> Excerpts from point annotation data:
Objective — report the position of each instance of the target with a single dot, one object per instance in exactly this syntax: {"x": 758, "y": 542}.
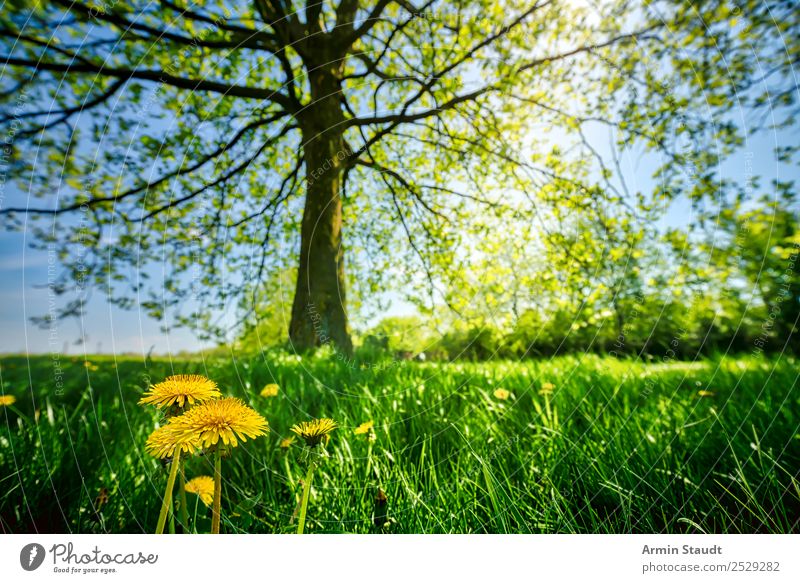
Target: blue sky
{"x": 23, "y": 273}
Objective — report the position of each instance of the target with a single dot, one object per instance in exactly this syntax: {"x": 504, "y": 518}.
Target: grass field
{"x": 619, "y": 446}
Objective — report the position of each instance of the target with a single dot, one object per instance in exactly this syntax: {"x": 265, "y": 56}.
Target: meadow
{"x": 569, "y": 445}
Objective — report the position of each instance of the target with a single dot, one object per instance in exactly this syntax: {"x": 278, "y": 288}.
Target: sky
{"x": 108, "y": 329}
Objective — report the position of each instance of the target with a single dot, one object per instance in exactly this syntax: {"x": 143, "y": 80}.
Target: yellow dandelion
{"x": 270, "y": 390}
{"x": 364, "y": 428}
{"x": 547, "y": 388}
{"x": 229, "y": 420}
{"x": 502, "y": 394}
{"x": 203, "y": 486}
{"x": 315, "y": 431}
{"x": 180, "y": 390}
{"x": 163, "y": 441}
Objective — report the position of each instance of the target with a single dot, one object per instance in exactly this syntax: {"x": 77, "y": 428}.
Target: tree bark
{"x": 319, "y": 311}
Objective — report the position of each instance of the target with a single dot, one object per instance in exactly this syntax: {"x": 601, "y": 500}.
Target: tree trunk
{"x": 319, "y": 312}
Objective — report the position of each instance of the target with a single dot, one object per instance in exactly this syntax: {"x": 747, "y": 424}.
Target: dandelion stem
{"x": 184, "y": 508}
{"x": 304, "y": 502}
{"x": 217, "y": 491}
{"x": 167, "y": 501}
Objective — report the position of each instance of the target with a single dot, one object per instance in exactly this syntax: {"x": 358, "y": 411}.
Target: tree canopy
{"x": 187, "y": 152}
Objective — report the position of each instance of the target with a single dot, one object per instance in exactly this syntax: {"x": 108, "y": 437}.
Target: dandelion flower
{"x": 502, "y": 394}
{"x": 203, "y": 486}
{"x": 547, "y": 388}
{"x": 163, "y": 441}
{"x": 315, "y": 431}
{"x": 364, "y": 428}
{"x": 229, "y": 420}
{"x": 270, "y": 390}
{"x": 180, "y": 390}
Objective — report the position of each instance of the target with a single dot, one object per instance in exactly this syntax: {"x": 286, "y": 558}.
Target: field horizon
{"x": 569, "y": 445}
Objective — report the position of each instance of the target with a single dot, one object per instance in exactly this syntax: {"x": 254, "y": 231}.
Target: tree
{"x": 226, "y": 140}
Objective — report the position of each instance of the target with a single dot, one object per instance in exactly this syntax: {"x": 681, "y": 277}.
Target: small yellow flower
{"x": 163, "y": 441}
{"x": 229, "y": 420}
{"x": 547, "y": 388}
{"x": 315, "y": 431}
{"x": 203, "y": 486}
{"x": 270, "y": 390}
{"x": 502, "y": 394}
{"x": 180, "y": 390}
{"x": 364, "y": 428}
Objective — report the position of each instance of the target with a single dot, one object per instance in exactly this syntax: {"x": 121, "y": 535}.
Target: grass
{"x": 619, "y": 446}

> THE PROBLEM: Every record gets retyped exactly; no picture goes into the copy.

> THE SOLUTION:
Objective — report the position of each instance of the target with a single dot, one object per instance in exactly this syntax: {"x": 758, "y": 542}.
Target: blue sky
{"x": 23, "y": 273}
Objective — report the position of each instance of the target with a single dot, one object per instance in exactly this syntax: {"x": 504, "y": 518}.
Target: grass field
{"x": 619, "y": 446}
Objective — report the position of each instance of the target with a single dot, one object per instance in exactly this syntax: {"x": 265, "y": 56}.
Target: meadow
{"x": 569, "y": 445}
Objective — report the position of each instance of the target with a single dot, one object per instance in exactly this syntax: {"x": 278, "y": 288}.
Target: sky
{"x": 108, "y": 329}
Objective — report the position of each instance of the target with a single dot, one object per instance in exactly this syntax: {"x": 143, "y": 80}.
Target: yellow dandelion
{"x": 270, "y": 390}
{"x": 364, "y": 428}
{"x": 547, "y": 388}
{"x": 229, "y": 420}
{"x": 502, "y": 394}
{"x": 203, "y": 486}
{"x": 315, "y": 431}
{"x": 180, "y": 390}
{"x": 163, "y": 441}
Objective — report the position of each instance of the target with a single dot, one object per instance in exactly this syntax: {"x": 77, "y": 428}.
Target: tree bark
{"x": 319, "y": 311}
Objective — report the position of each instance of the target with a single dot, one object per instance in exactly this syntax: {"x": 601, "y": 500}.
Target: tree trunk
{"x": 319, "y": 312}
Objective — report the position of each instance of the target with a single dot, one object per instance in exactly this syntax: {"x": 747, "y": 424}.
Target: dandelion stem
{"x": 184, "y": 508}
{"x": 304, "y": 502}
{"x": 217, "y": 491}
{"x": 167, "y": 501}
Objective — report the position of each instance of the target with a single dot, one object per instance in exactly this syntax: {"x": 358, "y": 411}.
Target: tree canopy
{"x": 187, "y": 152}
Objective — report the position of each instance of the target with a single dot, one object per instance in exactly this syntax: {"x": 108, "y": 437}.
Target: dandelion flower
{"x": 502, "y": 394}
{"x": 203, "y": 486}
{"x": 547, "y": 388}
{"x": 163, "y": 441}
{"x": 315, "y": 431}
{"x": 364, "y": 428}
{"x": 229, "y": 420}
{"x": 270, "y": 390}
{"x": 180, "y": 390}
Objective — report the position of each instance of the target with a single dot, one object per instance in exactly this syntax: {"x": 286, "y": 558}.
Target: field horizon
{"x": 569, "y": 445}
Objective — report the position of each instance of the target with a single dot, one object per instance in exactly this syntax: {"x": 254, "y": 231}.
Target: tree
{"x": 226, "y": 140}
Objective — report the position of each instance of the target with a single dot, one object per instance in exactly this syntax: {"x": 681, "y": 277}.
Target: small yellow flower
{"x": 163, "y": 441}
{"x": 229, "y": 420}
{"x": 547, "y": 388}
{"x": 315, "y": 431}
{"x": 203, "y": 486}
{"x": 270, "y": 390}
{"x": 502, "y": 394}
{"x": 180, "y": 390}
{"x": 364, "y": 428}
Objective — report the position of each instance of the target with a single dot, one object per instance in exactly this syntax: {"x": 121, "y": 535}.
Target: grass
{"x": 619, "y": 446}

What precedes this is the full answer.